Could you set down every record below exactly as it appears?

━━ Records for this exercise

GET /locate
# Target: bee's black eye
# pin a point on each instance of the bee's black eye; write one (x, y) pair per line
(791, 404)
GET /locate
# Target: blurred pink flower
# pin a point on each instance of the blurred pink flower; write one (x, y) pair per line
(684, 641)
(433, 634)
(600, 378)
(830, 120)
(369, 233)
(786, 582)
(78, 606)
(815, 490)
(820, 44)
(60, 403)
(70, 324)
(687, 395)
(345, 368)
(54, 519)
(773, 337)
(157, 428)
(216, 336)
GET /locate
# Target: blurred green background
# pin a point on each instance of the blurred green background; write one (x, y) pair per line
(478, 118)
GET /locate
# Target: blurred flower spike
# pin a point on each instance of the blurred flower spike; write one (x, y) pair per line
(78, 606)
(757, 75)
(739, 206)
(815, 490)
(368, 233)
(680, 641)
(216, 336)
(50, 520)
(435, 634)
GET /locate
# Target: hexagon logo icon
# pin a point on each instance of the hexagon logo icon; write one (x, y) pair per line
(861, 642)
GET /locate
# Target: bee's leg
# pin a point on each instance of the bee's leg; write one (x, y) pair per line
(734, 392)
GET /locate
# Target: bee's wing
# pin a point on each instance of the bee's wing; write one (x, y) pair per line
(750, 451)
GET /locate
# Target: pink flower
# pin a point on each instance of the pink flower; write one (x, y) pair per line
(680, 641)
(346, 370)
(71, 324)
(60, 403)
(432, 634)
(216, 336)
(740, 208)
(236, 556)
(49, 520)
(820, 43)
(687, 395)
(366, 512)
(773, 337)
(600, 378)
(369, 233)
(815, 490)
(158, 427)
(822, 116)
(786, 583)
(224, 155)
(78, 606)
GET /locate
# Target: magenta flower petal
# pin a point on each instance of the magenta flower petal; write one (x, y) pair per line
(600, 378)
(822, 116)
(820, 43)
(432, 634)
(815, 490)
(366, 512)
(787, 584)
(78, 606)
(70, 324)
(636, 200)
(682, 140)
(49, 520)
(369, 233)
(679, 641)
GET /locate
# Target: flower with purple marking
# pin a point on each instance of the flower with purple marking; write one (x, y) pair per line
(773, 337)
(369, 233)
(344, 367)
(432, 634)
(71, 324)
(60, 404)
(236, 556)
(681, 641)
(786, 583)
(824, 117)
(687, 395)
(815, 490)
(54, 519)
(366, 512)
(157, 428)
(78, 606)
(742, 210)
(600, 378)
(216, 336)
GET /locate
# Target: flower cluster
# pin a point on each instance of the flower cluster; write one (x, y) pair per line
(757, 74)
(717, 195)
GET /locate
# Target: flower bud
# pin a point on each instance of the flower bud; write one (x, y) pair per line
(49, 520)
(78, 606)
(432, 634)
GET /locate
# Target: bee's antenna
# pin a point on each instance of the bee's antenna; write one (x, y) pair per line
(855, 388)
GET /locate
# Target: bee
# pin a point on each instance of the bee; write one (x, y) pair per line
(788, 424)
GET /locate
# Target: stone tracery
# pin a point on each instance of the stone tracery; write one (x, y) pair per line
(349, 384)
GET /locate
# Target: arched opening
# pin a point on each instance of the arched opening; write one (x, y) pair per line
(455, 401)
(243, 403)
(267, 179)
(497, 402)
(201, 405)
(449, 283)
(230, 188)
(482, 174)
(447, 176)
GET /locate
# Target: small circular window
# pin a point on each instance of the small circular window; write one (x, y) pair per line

━━━━

Exercise answer -
GET /locate
# Target: bee's black eye
# pin a point on each instance of the bee's black eye; write one (x, y) pair per line
(791, 404)
GET /locate
# Target: blurred pink flower
# pin a point on each instance of the blurred pink flower; write one (x, y) pair per line
(684, 641)
(433, 634)
(600, 378)
(830, 120)
(369, 233)
(786, 582)
(78, 606)
(815, 490)
(820, 44)
(60, 403)
(70, 324)
(687, 395)
(345, 368)
(54, 519)
(773, 337)
(157, 428)
(216, 336)
GET /locate
# Target: blurred green background
# pin a point on each instance of the blurred green background; write one (x, y) pair per line
(478, 118)
GET /locate
# Target: blurred flower spike
# pin a point on each instance of the blurred flower spike; write one (x, y) pair per line
(78, 606)
(757, 75)
(739, 206)
(815, 490)
(368, 233)
(680, 641)
(216, 336)
(50, 520)
(435, 634)
GET /locate
# Target: hexagon logo icon
# pin a point on each instance of the hexagon logo icon; write one (x, y) pair per line
(861, 642)
GET /locate
# Target: bee's leg
# pin a point on each instance of the bee's leg; write one (x, y) pair per line
(734, 392)
GET /locate
# Target: bee's wing
# pin a point on each instance of the bee's wing; write one (x, y) pair per line
(750, 451)
GET /locate
# Target: pink flower
# pin a point on each instance of the pink flower; write one (x, y) pair per line
(680, 641)
(346, 370)
(71, 324)
(60, 403)
(432, 634)
(216, 336)
(740, 208)
(236, 556)
(49, 520)
(820, 43)
(687, 395)
(366, 512)
(773, 337)
(600, 378)
(369, 233)
(815, 490)
(158, 427)
(822, 116)
(786, 583)
(224, 155)
(78, 606)
GET /locate
# Target: magenta flower petal
# pin a point on each instance of the magenta flower petal; write one (x, y) pair per line
(600, 378)
(822, 116)
(820, 43)
(432, 634)
(815, 490)
(366, 512)
(787, 584)
(78, 606)
(70, 324)
(636, 200)
(682, 140)
(49, 520)
(369, 233)
(679, 641)
GET /locate
# Target: flower with purple marking
# pin a point on each instance of the flower with purple marking; write one (x, y) pair per line
(773, 337)
(369, 233)
(344, 367)
(432, 634)
(71, 324)
(60, 404)
(236, 556)
(681, 641)
(786, 583)
(824, 117)
(687, 395)
(815, 490)
(54, 519)
(366, 512)
(157, 428)
(78, 606)
(742, 210)
(600, 378)
(216, 336)
GET /locate
# Target: flower cluster
# pin a point on each instance of the flower cluster; write one (x, y) pair per line
(757, 74)
(717, 195)
GET /locate
# Target: flower bud
# pin a point on each instance of the flower bud; write one (x, y) pair per line
(49, 520)
(78, 606)
(432, 634)
GET /locate
# Target: bee's antenna
# pin a point on each instance of the bee's antenna; write one (x, y) pair per line
(855, 388)
GET /locate
# Target: bee
# pin a point on each instance of the bee; write one (x, y) pair per line
(788, 424)
GET /locate
# Target: stone tracery
# pin a point on each instance of the stone tracery; write one (x, y) pair per line
(349, 384)
GET /locate
# Target: arched opening
# pin a point on each instance of the arched opening; write one (x, y) pair per line
(455, 401)
(243, 403)
(267, 179)
(497, 402)
(201, 405)
(449, 283)
(230, 188)
(482, 174)
(447, 176)
GET /locate
# Target: small circular window
# pin a point on each instance of the small circular window; write one (x, y) pair per line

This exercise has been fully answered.